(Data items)
──────────
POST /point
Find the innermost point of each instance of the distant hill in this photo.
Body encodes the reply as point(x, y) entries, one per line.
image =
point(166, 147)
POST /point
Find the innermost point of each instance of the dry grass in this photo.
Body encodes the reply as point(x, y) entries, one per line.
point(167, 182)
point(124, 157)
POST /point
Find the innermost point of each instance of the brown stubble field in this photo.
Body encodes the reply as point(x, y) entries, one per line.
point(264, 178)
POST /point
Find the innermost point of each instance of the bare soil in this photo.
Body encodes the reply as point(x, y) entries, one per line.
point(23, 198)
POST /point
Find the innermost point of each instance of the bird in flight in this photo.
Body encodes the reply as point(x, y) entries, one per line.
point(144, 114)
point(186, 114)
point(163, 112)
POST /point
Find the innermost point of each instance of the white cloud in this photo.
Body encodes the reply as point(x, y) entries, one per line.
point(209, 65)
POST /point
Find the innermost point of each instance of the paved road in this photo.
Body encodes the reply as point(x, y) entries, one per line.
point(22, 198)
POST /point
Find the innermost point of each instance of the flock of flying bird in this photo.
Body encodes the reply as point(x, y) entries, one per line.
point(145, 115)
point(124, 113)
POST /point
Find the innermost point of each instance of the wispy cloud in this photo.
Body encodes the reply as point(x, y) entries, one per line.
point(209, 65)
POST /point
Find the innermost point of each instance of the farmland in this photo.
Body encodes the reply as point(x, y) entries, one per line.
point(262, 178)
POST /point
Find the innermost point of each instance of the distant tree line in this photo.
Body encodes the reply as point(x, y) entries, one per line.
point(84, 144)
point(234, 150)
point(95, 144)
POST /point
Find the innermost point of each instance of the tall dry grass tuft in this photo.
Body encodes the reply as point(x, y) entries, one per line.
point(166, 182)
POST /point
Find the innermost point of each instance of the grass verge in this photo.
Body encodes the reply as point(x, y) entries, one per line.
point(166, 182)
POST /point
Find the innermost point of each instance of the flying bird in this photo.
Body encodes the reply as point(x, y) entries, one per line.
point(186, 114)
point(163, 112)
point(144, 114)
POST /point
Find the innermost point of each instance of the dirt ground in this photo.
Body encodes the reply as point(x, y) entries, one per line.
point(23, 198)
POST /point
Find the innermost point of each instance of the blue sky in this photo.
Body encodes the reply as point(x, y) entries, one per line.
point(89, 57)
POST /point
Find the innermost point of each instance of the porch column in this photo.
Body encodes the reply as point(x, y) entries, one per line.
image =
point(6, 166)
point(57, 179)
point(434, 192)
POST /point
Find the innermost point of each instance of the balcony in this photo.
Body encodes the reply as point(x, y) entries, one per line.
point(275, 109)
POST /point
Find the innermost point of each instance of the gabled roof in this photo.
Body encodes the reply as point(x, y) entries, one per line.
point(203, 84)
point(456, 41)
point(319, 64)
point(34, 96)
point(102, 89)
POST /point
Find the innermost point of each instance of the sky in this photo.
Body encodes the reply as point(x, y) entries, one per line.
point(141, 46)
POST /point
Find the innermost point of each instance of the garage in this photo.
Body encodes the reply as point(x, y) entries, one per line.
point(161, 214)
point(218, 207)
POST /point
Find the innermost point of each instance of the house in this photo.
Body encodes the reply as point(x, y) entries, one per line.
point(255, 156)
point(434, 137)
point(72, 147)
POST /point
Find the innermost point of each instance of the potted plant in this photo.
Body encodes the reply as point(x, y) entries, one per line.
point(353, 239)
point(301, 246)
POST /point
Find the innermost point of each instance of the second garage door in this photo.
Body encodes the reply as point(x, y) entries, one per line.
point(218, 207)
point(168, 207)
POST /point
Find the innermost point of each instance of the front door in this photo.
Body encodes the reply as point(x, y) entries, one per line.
──────────
== TASK OBJECTIVE ==
Reproduce all of the items above word for word, with no changes.

== REPLY TO THE TASK ==
POST /point
Find the innermost point of each instance of the distant hill in this photo.
Body encodes the reply as point(x, y) entries, one per line.
image =
point(166, 147)
POST /point
Find the innermost point of each instance of the dry grass in this photo.
Body encodes the reply as point(x, y) entries, one per line.
point(167, 182)
point(124, 157)
POST /point
Find the innermost point of each instance of the brown stubble field in this photo.
Body encodes the reply as point(x, y) entries, one per line.
point(264, 178)
POST /point
Find the innermost point of each instance of the bare soil in this photo.
Body encodes the reply as point(x, y) entries, one per line.
point(23, 198)
POST /point
Find the innermost point of each instance of the bird in flight in this photo.
Body encodes the reply as point(x, y) entries, one per line.
point(144, 114)
point(186, 114)
point(163, 112)
POST /point
Find the innermost point of each instance of the white cloud in this photo.
Body encodes the reply as point(x, y) entries, one per line.
point(209, 65)
POST /point
Find the innermost point of each instance of the paved road in this photo.
Body encodes the reply as point(x, y) entries, one per line.
point(22, 198)
POST /point
Find the innermost point of each instance of the flock of flying bird in this photo.
Body encodes the reply as point(x, y) entries, one per line.
point(145, 115)
point(124, 113)
POST /point
Find the innermost point of each instance of the wispy cloud in this photo.
Body encodes the reply as point(x, y) entries, one per line.
point(209, 65)
POST /point
Find the innermost point of each instance of the farmland in this photo.
Body encodes the reply as point(x, y) entries, one per line.
point(262, 178)
POST /point
Find the innermost point of each instance of the distant tree line in this photo.
Body encodes the reply as point(x, y) entries, one per line.
point(84, 144)
point(234, 150)
point(95, 144)
POST /point
Find the innermost point of each instance of the tall dry grass tuft in this photo.
Body encodes the reply as point(x, y) entries, one per line.
point(166, 182)
POST /point
Find the innermost point of each instance of the grass verge in this photo.
Body encodes the reply as point(x, y) entries, one per line.
point(166, 182)
POST /point
Find the innermost point of each instance of the flying bird in this photo.
Body encodes the reply as point(x, y) entries, one per line.
point(186, 114)
point(163, 112)
point(144, 114)
POST /point
Find the innermost point of each instance of the dirt ground in this photo.
Body encodes the reply as point(x, y) entries, one per line.
point(23, 198)
POST /point
Find the innermost point of each instance of the blue sky in this photo.
Body encodes the reply as point(x, y) entries, one per line.
point(89, 57)
POST /point
Find the innermost point of each instance of the porch column in this photo.
Body encodes the reply as point(x, y) entries, one per line.
image =
point(6, 166)
point(57, 179)
point(434, 192)
POST /point
Find the innermost point of each instance of the balcony in this photo.
Body encodes the reply as point(x, y) entries, one per line.
point(275, 109)
POST /point
Find the innermost point of each instance of the gabled roof in this photo.
Body encodes the reply as point(x, y) entries, one per line.
point(203, 84)
point(456, 41)
point(319, 64)
point(34, 96)
point(102, 89)
POST /point
Find the innermost point of each instance of the sky in this photo.
Body encodes the reply as point(x, y) entries, one per line.
point(141, 46)
POST /point
Find the innermost point of each instance of the garage in this photo.
Body encodes the reply as point(x, y) entries, one per line.
point(161, 214)
point(218, 207)
POST /point
Find the innermost point of each instance of the house in this photo.
Body encodes the reply as point(x, y) entries, one per line.
point(255, 156)
point(434, 137)
point(72, 147)
POST /point
Find the innermost point of each instance of the potted plant in this photo.
Body encodes the reply as point(x, y) entries, one per line.
point(353, 239)
point(301, 246)
POST /point
Find the innermost point of each instance of the second garage door in this photo.
Body encodes the reply as point(x, y) entries, one per line.
point(218, 207)
point(168, 207)
POST /point
Find the innermost point of each instance of the front door in this photo.
Body encodes the reply as point(x, y) entries, one per line.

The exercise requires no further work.